• _READING TEXT_:
Reputation: 23
I am new to pyspark and I am trying to get from here:
+---+-----+--------+
| id|value|ordering|
+---+-----+--------+
| A | 21 | 1 |
| A | 22 | 2 |
| A | 23 | 3 |
| A | 24 | 4 |
| B | 15 | 1 |
| B | 16 | 2 |
| B | 10 | 3 |
| B | 10 | 4 |
+---+-----+--------+
to here:
+---+-------+-------+-------+----------+
| id|value_0|value_1|value_n| value_n+1|
+---+-------+-------+-------+----------+
| A | 21 | 22 | 23 | 24 |
| B | 15 | 16 | 10 | 10 |
+---+-------+-------+-------+----------+
I tried using pivot, but I don't need to aggregate, and I don't understand how to do it without aggregation. I also tried approach outlined here Rolling up multiple rows into a single row and column in spark, and then split col into multiple cols, but I need to keep the order of elements as they appear in the dataframe (I have extra column -'ordering'- I can use to orderBy
). I can't do it with this approach as concat_ws
doesn't preserve order + I can have repetitions.
Any help appreciated
Upvotes: 2
Views: 1382
Reputation: 6654
You can use the first
function as the aggregation.
Can we use the ordering
field directly to create "value_1"
, "value_2"
, so on? If yes, see following.
data_sdf. \
withColumn('pivot_field', func.concat_ws('_', func.lit('value'), 'ordering')). \
groupBy('id'). \
pivot('pivot_field'). \
agg(func.first('value')). \
show()

• _Collected data entries_:
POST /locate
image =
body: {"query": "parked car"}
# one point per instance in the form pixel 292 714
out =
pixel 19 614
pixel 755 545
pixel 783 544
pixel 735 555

• _WHAT TO WORK ON_:
(1) Shorten the paragraph in the pyspark thread that begins "I tried using pivot", keeping its main facts.
(2) Continue the pyspark thread from the point after its final line of code.

• _THE REPLIES_:
(1) The asker tried pivot but needs no aggregation and doesn't see how to pivot without one. They also tried rolling multiple rows into a single row and column and then splitting that column into several columns. That approach fails for two reasons: concat_ws doesn't preserve the order of elements, which must stay as in the dataframe (an extra 'ordering' column is available for orderBy), and values can repeat.

(2)
# +---+-------+-------+-------+-------+
# | id|value_1|value_2|value_3|value_4|
# +---+-------+-------+-------+-------+
# | B| 15| 16| 10| 10|
# | A| 21| 22| 23| 24|
# +---+-------+-------+-------+-------+
If not, create a column with the row_number
and use that. See following.
data_sdf. \
withColumn('rn', func.row_number().over(wd.partitionBy('id').orderBy('ordering'))). \
withColumn('pivot_field', func.concat_ws('_', func.lit('value'), 'rn')). \
groupBy('id'). \
pivot('pivot_field'). \
agg(func.first('value')). \
show()
# +---+-------+-------+-------+-------+
# | id|value_1|value_2|value_3|value_4|
# +---+-------+-------+-------+-------+
# | B| 15| 16| 10| 10|
# | A| 21| 22| 23| 24|
# +---+-------+-------+-------+-------+
This assumes that the data is unique across the columns being used here - as in all values within an ID will have distinct values in ordering. If not, you could change the aggregation to your choice.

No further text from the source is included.